(What to work on)
Extract the lines that carry the string "concrete" from the listing.

------------------------

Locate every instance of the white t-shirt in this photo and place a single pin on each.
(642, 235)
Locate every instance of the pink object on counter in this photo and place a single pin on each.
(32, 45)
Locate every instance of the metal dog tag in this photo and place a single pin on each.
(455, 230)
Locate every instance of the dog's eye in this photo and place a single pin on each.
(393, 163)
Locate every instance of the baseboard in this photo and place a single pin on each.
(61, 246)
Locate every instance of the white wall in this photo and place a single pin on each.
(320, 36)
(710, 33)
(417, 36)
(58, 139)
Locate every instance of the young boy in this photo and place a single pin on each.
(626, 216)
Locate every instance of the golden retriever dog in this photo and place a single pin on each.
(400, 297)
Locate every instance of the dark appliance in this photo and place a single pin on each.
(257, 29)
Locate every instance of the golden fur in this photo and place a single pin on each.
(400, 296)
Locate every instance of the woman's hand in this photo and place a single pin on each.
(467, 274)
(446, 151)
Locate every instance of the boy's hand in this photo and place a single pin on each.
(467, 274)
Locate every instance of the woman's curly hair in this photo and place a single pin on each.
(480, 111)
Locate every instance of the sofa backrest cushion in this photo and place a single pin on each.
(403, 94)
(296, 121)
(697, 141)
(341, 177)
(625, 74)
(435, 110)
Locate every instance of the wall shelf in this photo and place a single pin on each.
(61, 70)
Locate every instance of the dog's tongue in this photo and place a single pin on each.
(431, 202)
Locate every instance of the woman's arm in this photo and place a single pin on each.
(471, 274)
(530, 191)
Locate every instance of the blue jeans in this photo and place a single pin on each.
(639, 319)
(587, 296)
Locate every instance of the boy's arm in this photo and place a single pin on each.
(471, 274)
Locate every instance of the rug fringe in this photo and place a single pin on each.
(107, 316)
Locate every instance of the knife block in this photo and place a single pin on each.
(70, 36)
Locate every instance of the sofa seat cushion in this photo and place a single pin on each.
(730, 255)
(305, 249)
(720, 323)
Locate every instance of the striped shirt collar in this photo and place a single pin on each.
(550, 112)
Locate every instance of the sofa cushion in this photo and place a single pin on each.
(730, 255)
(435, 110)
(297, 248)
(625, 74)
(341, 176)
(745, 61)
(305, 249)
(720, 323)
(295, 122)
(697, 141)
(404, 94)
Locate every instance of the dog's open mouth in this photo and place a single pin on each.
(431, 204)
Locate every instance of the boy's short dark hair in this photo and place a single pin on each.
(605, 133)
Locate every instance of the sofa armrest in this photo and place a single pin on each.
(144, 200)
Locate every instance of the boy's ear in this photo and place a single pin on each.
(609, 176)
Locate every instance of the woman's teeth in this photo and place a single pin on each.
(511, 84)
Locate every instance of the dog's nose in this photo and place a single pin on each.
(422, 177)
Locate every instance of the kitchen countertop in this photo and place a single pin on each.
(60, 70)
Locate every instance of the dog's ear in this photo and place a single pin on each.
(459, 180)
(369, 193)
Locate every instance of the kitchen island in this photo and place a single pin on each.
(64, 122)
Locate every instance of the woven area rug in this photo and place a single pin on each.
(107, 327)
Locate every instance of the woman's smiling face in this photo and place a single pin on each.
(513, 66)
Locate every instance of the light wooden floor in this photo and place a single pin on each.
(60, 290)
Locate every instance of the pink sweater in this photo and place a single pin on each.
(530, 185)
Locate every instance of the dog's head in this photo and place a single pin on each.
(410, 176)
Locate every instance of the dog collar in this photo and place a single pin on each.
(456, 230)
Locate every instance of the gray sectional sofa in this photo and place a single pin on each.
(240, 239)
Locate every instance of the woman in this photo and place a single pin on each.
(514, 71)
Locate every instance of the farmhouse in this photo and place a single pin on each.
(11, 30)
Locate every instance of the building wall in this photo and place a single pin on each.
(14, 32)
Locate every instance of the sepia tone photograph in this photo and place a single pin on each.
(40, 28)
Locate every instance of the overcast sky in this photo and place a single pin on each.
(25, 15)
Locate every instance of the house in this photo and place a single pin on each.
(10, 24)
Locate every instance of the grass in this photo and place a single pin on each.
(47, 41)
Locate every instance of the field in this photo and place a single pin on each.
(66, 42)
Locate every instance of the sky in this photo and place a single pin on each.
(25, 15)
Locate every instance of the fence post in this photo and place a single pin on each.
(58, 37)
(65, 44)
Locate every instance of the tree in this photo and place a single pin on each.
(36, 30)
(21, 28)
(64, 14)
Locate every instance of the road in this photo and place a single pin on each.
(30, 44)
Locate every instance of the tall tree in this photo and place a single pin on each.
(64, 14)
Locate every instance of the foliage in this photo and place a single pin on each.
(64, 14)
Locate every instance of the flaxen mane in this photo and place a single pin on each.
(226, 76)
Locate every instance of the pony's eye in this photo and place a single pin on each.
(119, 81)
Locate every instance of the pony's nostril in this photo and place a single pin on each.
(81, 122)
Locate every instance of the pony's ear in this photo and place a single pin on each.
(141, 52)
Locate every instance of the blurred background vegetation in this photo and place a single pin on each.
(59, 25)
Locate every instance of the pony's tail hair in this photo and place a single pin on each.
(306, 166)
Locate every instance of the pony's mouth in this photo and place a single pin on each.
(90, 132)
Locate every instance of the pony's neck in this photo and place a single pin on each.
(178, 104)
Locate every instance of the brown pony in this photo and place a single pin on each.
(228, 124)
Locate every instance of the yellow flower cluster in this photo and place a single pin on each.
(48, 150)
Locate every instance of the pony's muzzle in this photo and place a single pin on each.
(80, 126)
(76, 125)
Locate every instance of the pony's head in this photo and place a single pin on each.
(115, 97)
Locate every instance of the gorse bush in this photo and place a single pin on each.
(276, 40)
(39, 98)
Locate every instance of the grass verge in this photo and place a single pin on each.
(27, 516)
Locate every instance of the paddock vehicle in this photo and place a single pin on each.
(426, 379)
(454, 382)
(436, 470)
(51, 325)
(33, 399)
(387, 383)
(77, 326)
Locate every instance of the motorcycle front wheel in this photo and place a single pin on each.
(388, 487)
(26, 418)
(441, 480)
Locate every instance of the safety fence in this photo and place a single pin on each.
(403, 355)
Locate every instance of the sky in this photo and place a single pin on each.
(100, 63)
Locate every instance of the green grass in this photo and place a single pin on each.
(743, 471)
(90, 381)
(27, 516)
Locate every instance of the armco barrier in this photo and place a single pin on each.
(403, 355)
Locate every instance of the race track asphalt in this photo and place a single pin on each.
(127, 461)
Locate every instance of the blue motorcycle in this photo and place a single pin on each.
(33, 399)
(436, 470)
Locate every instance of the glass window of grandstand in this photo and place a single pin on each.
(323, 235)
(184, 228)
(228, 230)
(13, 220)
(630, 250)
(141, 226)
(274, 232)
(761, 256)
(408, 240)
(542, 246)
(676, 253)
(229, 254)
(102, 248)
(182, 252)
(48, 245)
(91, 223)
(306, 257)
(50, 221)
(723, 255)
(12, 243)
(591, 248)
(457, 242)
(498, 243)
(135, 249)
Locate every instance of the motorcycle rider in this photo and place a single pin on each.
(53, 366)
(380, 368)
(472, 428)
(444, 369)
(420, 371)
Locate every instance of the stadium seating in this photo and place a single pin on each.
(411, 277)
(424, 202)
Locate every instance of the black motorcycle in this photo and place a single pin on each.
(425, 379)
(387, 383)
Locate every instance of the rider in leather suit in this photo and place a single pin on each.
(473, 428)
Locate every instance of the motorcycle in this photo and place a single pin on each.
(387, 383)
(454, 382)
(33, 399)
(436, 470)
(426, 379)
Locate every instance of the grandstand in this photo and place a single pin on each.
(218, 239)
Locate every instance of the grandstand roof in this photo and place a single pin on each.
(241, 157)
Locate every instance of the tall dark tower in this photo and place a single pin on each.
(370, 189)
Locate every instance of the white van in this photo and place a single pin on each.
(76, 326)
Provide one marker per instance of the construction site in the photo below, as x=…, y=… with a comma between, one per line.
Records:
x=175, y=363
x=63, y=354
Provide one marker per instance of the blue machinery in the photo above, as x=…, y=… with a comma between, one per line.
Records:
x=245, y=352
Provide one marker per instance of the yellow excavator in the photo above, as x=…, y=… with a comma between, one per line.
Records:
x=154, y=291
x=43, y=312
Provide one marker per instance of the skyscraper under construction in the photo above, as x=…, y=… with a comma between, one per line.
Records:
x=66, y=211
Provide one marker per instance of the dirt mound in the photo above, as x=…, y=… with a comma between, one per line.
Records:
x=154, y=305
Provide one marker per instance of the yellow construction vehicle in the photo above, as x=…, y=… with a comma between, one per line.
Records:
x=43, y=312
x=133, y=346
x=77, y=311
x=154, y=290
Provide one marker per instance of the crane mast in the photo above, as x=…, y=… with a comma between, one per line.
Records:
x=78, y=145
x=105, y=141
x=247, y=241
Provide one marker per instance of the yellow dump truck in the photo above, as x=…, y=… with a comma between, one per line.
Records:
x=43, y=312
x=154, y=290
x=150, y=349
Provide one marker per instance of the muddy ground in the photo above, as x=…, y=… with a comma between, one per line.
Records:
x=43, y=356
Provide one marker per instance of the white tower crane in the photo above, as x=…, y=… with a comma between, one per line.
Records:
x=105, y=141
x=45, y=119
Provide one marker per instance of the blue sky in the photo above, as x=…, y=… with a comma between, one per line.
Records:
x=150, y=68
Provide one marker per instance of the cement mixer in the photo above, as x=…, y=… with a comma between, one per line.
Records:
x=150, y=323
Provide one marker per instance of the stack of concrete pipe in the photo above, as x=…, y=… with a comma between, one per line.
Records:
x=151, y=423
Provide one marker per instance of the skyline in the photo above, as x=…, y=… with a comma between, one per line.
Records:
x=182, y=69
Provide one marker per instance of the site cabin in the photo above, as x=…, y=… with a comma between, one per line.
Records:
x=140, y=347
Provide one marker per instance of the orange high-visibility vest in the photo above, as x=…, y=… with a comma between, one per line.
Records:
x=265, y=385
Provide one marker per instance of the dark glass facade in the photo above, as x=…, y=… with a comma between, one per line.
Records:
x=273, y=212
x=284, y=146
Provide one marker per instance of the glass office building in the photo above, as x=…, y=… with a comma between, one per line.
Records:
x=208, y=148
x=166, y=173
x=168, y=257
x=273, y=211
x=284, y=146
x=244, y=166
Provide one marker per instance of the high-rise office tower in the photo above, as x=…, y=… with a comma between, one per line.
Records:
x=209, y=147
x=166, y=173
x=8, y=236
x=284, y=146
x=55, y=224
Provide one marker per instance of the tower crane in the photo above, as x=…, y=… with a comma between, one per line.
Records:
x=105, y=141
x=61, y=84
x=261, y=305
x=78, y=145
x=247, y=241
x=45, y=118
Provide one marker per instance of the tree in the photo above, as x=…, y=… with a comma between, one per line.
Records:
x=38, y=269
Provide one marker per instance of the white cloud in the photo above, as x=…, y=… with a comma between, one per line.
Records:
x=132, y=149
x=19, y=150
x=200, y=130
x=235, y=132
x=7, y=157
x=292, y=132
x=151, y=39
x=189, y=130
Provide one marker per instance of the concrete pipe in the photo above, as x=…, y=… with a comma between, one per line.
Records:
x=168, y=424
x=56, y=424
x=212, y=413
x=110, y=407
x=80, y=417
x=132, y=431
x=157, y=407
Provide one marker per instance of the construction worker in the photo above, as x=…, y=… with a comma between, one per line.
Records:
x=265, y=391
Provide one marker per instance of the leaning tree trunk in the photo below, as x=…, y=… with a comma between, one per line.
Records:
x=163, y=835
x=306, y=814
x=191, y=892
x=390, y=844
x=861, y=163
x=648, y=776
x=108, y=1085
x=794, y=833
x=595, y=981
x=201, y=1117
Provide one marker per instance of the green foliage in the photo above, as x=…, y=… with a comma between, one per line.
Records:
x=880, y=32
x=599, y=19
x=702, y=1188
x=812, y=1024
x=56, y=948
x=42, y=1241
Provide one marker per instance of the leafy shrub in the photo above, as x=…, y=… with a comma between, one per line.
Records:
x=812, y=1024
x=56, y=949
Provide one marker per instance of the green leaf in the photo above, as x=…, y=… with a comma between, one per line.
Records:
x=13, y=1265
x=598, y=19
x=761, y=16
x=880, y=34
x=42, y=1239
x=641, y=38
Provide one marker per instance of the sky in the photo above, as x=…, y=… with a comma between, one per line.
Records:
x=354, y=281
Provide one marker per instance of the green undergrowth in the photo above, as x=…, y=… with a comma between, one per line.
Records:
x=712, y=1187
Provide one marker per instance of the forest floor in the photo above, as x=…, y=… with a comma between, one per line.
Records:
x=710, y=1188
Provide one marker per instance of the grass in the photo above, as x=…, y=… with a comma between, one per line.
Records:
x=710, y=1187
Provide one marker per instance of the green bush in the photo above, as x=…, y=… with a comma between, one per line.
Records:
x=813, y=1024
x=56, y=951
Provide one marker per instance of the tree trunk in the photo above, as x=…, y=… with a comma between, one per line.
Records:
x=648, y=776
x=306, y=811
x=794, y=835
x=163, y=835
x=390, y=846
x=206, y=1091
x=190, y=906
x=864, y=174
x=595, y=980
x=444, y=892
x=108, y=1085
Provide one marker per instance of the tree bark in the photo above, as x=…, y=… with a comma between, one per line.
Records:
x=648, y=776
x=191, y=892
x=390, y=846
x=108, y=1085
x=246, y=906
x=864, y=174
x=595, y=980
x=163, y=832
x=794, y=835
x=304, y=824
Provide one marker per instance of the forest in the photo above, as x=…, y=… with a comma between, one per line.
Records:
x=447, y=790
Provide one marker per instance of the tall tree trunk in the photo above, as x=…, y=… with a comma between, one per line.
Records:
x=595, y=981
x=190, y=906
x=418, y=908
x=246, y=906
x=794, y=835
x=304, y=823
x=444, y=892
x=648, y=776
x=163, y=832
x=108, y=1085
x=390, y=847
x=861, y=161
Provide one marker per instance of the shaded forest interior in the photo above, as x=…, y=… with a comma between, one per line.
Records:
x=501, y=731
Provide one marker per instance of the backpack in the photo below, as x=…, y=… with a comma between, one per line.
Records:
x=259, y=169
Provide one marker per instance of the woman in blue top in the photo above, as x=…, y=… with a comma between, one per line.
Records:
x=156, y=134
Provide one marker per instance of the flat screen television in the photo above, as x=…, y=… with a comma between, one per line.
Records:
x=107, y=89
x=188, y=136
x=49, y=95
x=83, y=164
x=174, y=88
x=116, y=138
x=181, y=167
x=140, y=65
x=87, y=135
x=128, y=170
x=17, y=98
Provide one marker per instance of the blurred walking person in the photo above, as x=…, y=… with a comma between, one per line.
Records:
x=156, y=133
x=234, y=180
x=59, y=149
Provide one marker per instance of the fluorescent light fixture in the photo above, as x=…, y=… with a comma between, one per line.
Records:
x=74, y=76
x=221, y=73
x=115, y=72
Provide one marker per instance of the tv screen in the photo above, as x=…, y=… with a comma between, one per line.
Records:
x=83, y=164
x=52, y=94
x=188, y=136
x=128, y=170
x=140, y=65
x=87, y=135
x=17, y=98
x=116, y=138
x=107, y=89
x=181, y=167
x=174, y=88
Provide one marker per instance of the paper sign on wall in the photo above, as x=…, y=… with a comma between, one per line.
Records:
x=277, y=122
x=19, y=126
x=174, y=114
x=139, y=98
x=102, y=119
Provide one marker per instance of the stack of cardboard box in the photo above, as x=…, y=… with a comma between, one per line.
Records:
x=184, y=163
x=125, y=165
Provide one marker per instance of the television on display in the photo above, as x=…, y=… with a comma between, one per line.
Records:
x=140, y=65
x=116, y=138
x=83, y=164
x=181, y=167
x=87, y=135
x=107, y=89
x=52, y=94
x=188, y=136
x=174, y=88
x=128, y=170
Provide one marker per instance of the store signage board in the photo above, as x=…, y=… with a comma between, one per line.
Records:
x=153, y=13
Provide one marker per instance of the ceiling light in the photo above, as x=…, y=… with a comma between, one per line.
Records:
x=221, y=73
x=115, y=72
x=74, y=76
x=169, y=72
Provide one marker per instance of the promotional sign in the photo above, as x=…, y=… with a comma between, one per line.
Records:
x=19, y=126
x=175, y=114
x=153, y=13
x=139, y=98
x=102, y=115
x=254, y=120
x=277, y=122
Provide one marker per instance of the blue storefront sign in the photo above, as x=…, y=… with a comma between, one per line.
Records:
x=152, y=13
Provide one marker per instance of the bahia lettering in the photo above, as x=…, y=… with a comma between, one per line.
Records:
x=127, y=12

------------------------

(Output of the exercise)
Provide one marker per instance of the stack of concrete pipe in the photo above, as x=…, y=… with a comma between, one per line.
Provide one marker per instance of the concrete pipe in the photo above, as x=…, y=… with a comma between, one per line.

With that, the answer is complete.